At a secret meeting in a Georgian seminary, teenaged students discuss forbidden secular texts away from the strict watch of the Russian priests. Among the teenagers  is “Soso” Djugashvili, a smaller than average, pockmarked, half-crippled boy with dreams of revolution. One of the boys approvingly quotes Marx, who sees human nature as the “product of our behaviour and not as its cause.” Soso, thinking of Darwin, disagrees, and says humans are more animal and instinctual. Soso, whose given name is Ioseb, or Joseph, would eventually change his last name to Stalin. The question young Soso wrestles with – whether human nature is something you are born with or something you create – lies at the heart of playwright Anton Piatigorsky’s fiction debut.

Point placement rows

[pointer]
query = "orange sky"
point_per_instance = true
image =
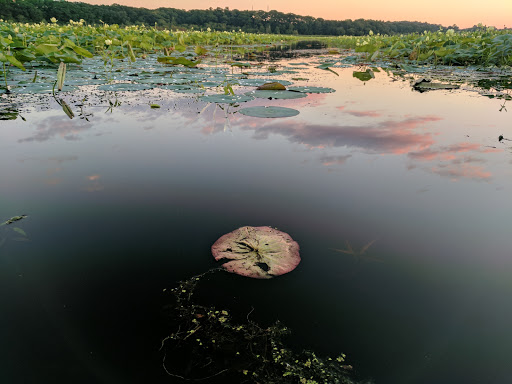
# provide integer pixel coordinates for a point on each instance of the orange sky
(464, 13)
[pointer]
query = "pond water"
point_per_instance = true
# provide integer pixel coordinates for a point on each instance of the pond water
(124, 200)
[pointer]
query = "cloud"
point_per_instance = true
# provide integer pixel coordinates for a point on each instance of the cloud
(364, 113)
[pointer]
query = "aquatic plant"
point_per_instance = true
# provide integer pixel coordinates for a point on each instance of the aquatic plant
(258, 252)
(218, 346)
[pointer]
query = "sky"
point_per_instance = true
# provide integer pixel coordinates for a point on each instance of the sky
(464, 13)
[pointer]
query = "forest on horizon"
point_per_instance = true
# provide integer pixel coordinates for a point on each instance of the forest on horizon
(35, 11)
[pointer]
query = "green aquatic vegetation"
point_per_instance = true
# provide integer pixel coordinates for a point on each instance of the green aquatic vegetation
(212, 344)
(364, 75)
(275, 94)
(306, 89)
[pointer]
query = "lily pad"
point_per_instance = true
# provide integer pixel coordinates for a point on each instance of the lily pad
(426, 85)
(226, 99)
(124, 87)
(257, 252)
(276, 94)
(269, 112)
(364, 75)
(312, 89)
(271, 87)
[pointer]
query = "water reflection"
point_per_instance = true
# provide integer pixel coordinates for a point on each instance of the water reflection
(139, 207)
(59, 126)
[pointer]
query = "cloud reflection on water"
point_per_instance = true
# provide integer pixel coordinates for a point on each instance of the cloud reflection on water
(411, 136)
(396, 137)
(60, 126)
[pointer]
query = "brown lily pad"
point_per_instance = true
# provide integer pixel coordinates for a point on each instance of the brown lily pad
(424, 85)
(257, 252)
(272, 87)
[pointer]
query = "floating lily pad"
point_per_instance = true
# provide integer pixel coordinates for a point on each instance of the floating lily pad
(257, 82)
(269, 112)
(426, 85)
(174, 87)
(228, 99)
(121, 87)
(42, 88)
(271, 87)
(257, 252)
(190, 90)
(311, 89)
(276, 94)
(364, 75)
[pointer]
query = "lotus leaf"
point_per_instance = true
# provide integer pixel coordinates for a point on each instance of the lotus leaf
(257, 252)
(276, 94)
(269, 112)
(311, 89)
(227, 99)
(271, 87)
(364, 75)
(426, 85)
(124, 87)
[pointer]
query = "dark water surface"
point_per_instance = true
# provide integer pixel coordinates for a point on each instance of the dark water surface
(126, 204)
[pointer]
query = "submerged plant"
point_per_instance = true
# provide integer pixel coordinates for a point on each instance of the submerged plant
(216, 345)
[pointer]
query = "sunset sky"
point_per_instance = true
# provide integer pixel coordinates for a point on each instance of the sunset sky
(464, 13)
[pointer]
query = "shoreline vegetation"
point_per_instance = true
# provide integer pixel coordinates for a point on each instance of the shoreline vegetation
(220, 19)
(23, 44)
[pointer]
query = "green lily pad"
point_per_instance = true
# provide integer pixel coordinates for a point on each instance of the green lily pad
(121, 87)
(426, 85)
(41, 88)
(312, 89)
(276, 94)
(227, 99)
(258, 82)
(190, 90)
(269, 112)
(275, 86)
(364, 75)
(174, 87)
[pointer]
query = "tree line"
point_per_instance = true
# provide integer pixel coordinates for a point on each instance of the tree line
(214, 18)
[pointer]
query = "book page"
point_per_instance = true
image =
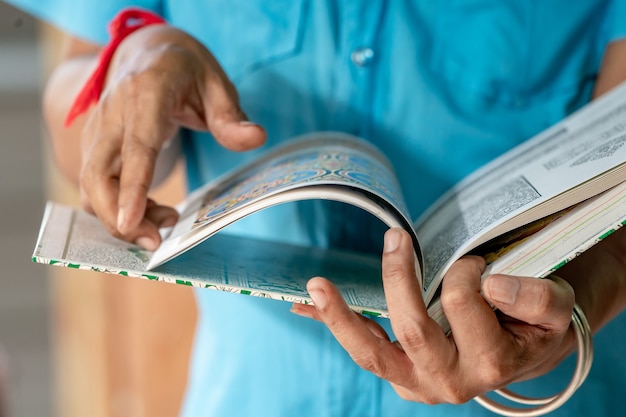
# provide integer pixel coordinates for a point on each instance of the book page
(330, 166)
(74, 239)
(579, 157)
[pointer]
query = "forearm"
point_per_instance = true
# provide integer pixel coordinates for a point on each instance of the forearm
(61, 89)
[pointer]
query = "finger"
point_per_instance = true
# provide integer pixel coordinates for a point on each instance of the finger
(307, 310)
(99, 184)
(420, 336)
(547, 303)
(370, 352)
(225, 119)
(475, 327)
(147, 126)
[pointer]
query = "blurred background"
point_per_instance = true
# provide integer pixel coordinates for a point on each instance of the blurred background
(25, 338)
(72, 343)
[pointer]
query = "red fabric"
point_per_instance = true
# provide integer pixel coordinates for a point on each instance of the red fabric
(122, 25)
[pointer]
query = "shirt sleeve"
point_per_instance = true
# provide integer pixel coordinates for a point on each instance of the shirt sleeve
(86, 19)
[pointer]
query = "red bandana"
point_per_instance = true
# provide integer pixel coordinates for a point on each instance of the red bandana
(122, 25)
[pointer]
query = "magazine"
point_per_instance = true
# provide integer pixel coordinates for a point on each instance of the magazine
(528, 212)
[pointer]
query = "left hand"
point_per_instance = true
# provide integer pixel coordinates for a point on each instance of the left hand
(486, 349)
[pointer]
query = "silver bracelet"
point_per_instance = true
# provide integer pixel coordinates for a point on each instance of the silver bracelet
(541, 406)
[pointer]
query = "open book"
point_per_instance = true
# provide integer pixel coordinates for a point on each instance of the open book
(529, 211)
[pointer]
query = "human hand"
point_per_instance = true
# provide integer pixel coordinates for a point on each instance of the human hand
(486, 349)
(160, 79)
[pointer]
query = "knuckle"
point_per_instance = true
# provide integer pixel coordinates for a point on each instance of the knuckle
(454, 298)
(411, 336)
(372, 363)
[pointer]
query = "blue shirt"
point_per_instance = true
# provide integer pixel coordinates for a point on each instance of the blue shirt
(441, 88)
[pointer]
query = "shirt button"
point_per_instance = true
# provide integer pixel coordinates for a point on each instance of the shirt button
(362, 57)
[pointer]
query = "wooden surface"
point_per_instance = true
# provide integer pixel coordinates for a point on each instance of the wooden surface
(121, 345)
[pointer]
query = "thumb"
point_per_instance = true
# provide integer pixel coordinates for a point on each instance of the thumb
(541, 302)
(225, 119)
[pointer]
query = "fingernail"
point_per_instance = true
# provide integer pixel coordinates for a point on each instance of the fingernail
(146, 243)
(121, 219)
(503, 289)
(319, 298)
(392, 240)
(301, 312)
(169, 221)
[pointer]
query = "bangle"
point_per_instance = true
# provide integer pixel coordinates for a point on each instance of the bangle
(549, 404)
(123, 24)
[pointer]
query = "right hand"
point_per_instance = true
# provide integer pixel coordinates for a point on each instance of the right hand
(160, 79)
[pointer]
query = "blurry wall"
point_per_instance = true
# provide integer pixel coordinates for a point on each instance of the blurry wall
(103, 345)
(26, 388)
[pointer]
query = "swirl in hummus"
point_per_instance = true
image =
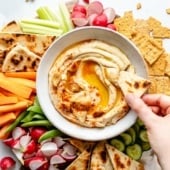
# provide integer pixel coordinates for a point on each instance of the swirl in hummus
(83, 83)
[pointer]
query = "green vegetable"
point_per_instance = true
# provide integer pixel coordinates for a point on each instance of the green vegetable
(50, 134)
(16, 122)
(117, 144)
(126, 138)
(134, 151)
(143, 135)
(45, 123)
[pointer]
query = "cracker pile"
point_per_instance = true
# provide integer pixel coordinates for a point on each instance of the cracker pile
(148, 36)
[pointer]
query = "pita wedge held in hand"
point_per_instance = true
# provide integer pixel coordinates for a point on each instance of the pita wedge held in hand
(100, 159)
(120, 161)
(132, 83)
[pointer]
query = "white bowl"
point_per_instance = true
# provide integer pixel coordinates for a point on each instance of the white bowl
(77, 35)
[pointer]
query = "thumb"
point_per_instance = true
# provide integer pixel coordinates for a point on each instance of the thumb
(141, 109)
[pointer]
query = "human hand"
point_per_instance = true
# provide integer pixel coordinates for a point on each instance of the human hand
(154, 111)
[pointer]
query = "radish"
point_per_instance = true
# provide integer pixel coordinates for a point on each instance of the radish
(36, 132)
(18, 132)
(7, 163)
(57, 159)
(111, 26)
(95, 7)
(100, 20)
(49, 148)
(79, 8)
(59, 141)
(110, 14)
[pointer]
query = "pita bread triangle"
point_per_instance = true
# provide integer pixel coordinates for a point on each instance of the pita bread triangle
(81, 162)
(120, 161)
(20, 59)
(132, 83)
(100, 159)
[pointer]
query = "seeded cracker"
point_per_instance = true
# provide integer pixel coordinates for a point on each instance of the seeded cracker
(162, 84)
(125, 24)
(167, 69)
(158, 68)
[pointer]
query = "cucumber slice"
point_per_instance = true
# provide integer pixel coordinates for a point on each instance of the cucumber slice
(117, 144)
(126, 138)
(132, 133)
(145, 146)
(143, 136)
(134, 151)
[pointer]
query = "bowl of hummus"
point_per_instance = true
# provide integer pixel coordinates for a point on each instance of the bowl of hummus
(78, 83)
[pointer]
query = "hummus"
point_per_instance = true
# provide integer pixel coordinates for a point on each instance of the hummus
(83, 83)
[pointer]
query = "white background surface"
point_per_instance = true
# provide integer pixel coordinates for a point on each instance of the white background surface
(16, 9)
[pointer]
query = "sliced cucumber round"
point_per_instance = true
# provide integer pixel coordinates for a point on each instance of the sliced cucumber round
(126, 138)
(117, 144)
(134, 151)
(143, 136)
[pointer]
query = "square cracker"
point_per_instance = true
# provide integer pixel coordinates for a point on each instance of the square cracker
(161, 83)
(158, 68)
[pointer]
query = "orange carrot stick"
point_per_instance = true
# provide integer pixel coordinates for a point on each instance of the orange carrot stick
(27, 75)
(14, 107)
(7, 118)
==
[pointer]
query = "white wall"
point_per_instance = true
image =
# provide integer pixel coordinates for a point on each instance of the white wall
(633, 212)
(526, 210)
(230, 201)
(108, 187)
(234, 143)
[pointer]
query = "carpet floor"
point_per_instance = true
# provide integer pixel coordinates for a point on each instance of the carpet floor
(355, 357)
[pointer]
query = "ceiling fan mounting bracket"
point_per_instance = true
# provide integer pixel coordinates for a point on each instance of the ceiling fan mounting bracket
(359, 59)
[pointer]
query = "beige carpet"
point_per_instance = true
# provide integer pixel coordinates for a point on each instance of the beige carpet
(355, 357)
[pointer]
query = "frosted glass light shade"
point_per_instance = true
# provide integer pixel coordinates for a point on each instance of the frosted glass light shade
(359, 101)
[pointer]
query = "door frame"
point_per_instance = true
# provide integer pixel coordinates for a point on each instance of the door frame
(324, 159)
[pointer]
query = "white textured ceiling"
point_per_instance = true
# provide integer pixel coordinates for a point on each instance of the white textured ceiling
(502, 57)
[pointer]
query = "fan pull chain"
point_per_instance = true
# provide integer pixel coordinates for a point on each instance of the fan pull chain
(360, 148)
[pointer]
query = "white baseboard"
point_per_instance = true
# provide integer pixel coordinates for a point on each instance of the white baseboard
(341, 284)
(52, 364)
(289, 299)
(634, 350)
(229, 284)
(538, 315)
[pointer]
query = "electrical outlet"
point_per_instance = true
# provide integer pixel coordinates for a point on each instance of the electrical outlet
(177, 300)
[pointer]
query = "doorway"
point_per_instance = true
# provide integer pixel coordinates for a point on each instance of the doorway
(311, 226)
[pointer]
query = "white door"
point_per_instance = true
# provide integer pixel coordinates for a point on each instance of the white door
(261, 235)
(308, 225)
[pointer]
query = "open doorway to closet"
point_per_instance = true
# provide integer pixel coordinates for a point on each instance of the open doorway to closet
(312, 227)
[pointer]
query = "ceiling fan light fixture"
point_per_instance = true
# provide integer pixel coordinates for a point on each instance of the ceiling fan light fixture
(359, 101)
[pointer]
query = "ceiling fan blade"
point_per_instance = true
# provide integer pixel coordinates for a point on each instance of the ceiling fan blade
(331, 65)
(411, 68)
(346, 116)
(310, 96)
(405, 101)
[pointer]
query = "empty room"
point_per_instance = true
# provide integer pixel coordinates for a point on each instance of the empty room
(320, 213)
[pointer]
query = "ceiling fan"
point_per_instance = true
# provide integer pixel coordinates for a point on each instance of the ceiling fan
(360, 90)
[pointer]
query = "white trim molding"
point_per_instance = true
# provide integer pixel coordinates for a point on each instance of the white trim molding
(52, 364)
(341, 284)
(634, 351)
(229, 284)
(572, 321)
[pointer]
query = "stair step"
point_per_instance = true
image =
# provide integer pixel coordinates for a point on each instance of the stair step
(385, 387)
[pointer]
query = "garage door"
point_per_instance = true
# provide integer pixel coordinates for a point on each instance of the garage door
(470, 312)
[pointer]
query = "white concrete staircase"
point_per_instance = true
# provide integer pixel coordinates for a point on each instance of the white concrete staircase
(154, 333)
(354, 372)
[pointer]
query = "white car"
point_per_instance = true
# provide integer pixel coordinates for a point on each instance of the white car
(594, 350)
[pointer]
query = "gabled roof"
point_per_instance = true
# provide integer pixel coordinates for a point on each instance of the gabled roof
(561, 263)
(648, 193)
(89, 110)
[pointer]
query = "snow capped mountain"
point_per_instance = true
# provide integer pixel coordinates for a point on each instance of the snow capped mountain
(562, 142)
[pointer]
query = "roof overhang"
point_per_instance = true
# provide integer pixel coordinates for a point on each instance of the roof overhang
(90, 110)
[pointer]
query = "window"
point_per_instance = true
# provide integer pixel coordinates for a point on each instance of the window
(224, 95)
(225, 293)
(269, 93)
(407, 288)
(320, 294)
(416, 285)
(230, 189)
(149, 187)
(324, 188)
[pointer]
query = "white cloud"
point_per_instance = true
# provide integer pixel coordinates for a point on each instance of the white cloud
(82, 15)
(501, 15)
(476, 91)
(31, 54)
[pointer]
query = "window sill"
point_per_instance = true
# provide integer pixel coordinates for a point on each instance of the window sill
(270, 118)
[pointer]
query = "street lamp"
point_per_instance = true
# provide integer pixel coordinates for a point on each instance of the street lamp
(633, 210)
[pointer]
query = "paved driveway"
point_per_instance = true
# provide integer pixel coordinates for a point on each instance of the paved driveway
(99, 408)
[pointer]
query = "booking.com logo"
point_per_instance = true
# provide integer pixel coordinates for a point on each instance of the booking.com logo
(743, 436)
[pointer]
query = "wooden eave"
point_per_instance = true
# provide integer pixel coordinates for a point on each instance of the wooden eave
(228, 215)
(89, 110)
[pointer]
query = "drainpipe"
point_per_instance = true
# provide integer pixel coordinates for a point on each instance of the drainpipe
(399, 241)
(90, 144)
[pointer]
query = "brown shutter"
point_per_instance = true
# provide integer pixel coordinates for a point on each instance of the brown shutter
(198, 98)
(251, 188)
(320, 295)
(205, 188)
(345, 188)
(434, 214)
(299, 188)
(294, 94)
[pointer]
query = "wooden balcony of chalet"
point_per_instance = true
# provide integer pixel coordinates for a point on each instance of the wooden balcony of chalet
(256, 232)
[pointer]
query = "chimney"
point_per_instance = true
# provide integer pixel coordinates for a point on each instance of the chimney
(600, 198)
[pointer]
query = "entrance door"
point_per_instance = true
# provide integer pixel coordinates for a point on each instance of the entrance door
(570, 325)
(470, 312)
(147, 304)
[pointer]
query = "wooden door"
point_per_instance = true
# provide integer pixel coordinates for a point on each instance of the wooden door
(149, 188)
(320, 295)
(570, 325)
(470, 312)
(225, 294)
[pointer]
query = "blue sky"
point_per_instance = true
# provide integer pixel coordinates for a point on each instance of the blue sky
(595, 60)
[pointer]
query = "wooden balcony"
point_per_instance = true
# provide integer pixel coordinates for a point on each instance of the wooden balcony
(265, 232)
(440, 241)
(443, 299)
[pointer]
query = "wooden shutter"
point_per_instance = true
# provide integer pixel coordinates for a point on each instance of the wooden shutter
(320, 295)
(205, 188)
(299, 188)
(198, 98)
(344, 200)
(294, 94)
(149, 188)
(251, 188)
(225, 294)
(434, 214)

Problem
Copy the passage about young Soso Djugashvili at the seminary word for word, in full.

Task answer
At a secret meeting in a Georgian seminary, teenaged students discuss forbidden secular texts away from the strict watch of the Russian priests. Among the teenagers  is “Soso” Djugashvili, a smaller than average, pockmarked, half-crippled boy with dreams of revolution. One of the boys approvingly quotes Marx, who sees human nature as the “product of our behaviour and not as its cause.” Soso, thinking of Darwin, disagrees, and says humans are more animal and instinctual. Soso, whose given name is Ioseb, or Joseph, would eventually change his last name to Stalin. The question young Soso wrestles with – whether human nature is something you are born with or something you create – lies at the heart of playwright Anton Piatigorsky’s fiction debut.